#### Extract
↓
Geopolitical, monetary, and technological factors drove the Age of Discovery. During this period (1450–17th century), the European economic center shifted from the Islamic Mediterranean to Western Europe (Portugal, Spain, France, the Netherlands, and to some extent England). This shift was caused by the successful circumnavigation of Africa, which opened up sea-trade with the east: after Portugal's Vasco da Gama rounded the Cape of Good Hope and landed in Calicut, India in May 1498, a new path of eastern trade was possible, ending the monopoly of the Ottoman Turks and the Italian city-states. The wealth of the Indies was now open for the Europeans to explore; the Portuguese Empire was one of the early European empires to grow from spice trade. Following this, Portugal became the controlling state for trade between east and west, followed later by the Dutch city of Antwerp. Direct maritime trade between Europe and China started in the 16th century, after the Portuguese established the settlement of Goa, India in December 1510, and thereafter that of Macau in southern China in 1557. Since the English came late to the transatlantic trade, their commercial revolution was later as well.

===Geopolitical factors===
In 1453, the Ottoman Turks took over Constantinople, which cut off (or significantly increased the cost of) overland trade routes between Europe and the Far East, so alternative routes had to be found. English laws were changed to benefit the navy, but had commercial implications in terms of farming. These laws also contributed to the demise of the Hanseatic League, which traded in northern Europe. Because of the Reconquista, the Spanish had a warrior culture ready to conquer still more people and places, so Spain was perfectly positioned to develop their vast overseas empire.
Rivalry between the European powers produced intense competition for the creation of colonial empires, and fueled the rush to sail out of Europe.

===Monetary factors===
The need for silver coinage also affected the desire for expanded exploration as silver and gold were spent for trade to the Middle and Far East. The Europeans had a constant deficit in that silver and gold coin only went one way: out of Europe, spent on the very type of trade that they were now cut off from by the Ottomans.

Another issue was that European mines were exhausted of silver ore and gold. What ore remained was too deep to recover, as water would fill the mine, and technology was not sufficiently advanced enough to successfully remove the water to get to the ore or gold.
↑
#### Tasks and exercises
**a)** From the passage on the Age of Discovery, answer these:
(i) In what month and year did Vasco da Gama land in Calicut?
(ii) Which city did the Ottoman Turks take over in 1453?
(iii) Which trading league did the changed English laws help bring to its demise?
**b)** Please update the passage on the Age of Discovery by writing out again the part that opens with the words "Another issue was" and closes with "ore or gold.", replacing "technology" with "engineering".
Answer from the passage on the Age of Discovery alone.

#### Data provided
↓
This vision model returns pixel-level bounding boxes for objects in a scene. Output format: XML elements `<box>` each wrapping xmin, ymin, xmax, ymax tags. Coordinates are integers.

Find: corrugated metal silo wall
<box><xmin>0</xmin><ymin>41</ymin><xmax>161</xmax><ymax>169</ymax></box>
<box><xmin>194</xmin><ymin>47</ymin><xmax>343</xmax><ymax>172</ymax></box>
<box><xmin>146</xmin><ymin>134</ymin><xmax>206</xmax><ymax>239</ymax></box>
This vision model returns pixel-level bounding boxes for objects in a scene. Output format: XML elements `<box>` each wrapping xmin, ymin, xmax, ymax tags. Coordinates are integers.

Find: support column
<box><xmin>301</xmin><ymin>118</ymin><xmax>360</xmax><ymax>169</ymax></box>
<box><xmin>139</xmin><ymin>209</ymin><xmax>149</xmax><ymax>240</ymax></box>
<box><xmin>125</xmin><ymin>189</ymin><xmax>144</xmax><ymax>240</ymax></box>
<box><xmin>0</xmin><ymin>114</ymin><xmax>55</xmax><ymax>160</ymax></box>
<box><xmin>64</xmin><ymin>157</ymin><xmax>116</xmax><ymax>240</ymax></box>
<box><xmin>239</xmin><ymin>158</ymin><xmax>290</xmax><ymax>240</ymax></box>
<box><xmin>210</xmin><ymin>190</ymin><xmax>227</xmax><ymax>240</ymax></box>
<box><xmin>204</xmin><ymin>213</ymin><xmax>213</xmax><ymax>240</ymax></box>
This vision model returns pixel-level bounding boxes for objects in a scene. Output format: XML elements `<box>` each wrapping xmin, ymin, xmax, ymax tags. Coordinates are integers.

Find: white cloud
↑
#### Task solutions
**a)**
(i) May 1498
(ii) Constantinople
(iii) The Hanseatic League

**b)**
Another issue was that European mines were exhausted of silver ore and gold. What ore remained was too deep to recover, as water would fill the mine, and engineering was not sufficiently advanced enough to successfully remove the water to get to the ore or gold.